(Work item) All entries must be given again exactly as written.

(Study material)
======
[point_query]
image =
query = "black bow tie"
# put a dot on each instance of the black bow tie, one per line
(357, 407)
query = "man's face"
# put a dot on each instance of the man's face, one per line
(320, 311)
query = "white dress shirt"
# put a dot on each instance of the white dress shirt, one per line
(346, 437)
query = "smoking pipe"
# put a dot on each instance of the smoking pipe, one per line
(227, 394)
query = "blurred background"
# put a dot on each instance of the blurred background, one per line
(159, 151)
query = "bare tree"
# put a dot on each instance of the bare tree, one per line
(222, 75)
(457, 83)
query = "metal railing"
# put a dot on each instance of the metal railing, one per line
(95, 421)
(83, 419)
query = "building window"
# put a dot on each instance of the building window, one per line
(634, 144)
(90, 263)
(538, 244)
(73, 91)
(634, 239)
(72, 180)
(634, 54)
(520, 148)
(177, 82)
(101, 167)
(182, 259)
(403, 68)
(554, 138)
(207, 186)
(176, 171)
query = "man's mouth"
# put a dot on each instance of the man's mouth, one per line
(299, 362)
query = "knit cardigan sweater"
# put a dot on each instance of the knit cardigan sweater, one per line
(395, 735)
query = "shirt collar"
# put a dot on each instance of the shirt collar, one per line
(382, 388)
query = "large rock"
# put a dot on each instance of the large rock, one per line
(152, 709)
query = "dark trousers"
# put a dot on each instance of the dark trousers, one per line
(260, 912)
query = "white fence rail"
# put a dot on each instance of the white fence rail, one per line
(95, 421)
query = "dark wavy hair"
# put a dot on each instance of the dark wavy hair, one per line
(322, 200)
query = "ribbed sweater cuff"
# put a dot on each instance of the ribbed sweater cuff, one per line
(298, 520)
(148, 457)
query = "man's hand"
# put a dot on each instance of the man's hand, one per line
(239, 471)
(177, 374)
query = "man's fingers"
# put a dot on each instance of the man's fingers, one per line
======
(Output)
[point_query]
image =
query = "black bow tie"
# put a dot on each instance of the black bow tie, one per line
(357, 407)
query = "man's face"
# put a dot on each instance of the man's face, one per line
(320, 311)
query = "white dress shirt"
# put a dot on each instance of the white dress shirt, one per line
(346, 437)
query = "smoking pipe"
# put a dot on each instance of the smoking pipe, one per line
(227, 394)
query = "blurred background"
# put a dot on each instance of the blurred background, one per line
(159, 151)
query = "bare tree"
# put a dot on each instance of the bare tree, one per line
(222, 75)
(457, 83)
query = "metal railing"
# put a dot on each instance of the metal railing, one per line
(95, 421)
(83, 419)
query = "building window"
# put a dot on each instance of the building window, one per line
(634, 144)
(90, 263)
(538, 244)
(73, 91)
(634, 239)
(72, 180)
(634, 54)
(520, 148)
(177, 82)
(101, 167)
(182, 259)
(403, 68)
(554, 138)
(207, 186)
(176, 171)
query = "man's mouth"
# put a dot on each instance of the man's mouth, one per line
(299, 362)
query = "knit cardigan sweater"
# put a dot on each instance of the knit cardigan sweater, one per line
(395, 735)
query = "shirt collar"
# put a dot on each instance of the shirt collar, one per line
(382, 388)
query = "large rock"
# put a dot on each instance of the large rock, one per line
(152, 709)
query = "dark trousers"
# put a dot on each instance of the dark trousers, one per line
(260, 912)
query = "white fence rail"
# put a dot on each instance of the white fence rail, one per line
(95, 421)
query = "dark wavy hair"
# put a dot on each instance of the dark wavy hair, one per line
(322, 200)
query = "ribbed sweater cuff"
# put a dot on each instance of the ribbed sweater cuff, one per line
(298, 520)
(148, 457)
query = "man's hand"
# put a dot on each instance of the man's hand, one per line
(239, 471)
(177, 374)
query = "man's fingers"
# put a dot on each instance of the man's fingers, one per line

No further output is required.